Stored data entries
········

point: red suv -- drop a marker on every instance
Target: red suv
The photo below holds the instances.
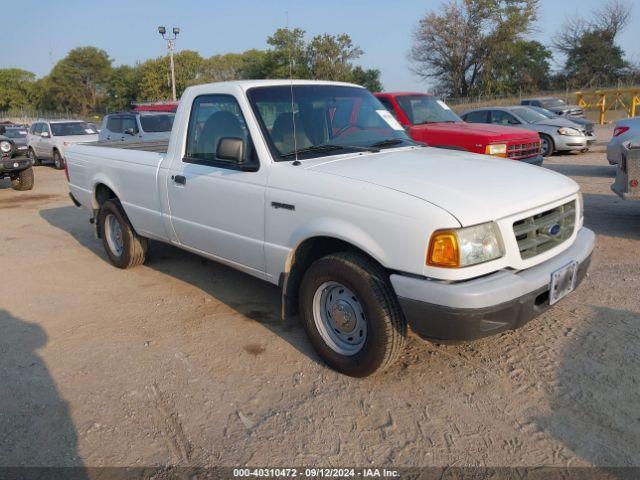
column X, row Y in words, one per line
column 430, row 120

········

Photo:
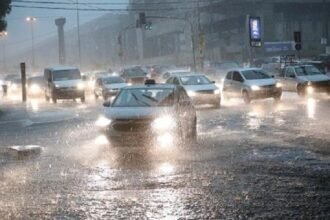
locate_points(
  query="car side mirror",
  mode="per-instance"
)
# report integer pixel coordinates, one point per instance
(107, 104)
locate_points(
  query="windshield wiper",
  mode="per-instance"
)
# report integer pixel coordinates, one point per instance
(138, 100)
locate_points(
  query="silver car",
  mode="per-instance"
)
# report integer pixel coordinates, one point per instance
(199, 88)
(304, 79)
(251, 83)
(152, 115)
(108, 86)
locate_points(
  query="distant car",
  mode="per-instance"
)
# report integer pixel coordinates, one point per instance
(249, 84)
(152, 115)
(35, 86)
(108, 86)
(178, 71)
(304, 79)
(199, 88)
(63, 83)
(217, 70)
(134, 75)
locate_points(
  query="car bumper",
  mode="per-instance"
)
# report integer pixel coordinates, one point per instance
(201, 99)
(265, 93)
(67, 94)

········

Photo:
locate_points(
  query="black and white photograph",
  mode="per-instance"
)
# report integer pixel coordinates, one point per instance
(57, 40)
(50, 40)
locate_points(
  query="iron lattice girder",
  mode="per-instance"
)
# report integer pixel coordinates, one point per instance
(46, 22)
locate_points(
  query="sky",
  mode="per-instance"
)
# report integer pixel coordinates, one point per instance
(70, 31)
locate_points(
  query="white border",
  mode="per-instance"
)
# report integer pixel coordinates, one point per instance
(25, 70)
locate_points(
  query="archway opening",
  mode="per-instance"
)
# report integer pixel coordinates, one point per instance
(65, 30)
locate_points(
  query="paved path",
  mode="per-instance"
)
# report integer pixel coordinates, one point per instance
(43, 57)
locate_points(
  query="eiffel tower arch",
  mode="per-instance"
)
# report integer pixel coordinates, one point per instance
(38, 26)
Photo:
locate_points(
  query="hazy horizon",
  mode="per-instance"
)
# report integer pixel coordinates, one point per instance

········

- **Exercise**
In the data above, find each line where the string "white" appears, then copy it.

- **Response to this exercise**
  query="black and white photograph",
  query="white border",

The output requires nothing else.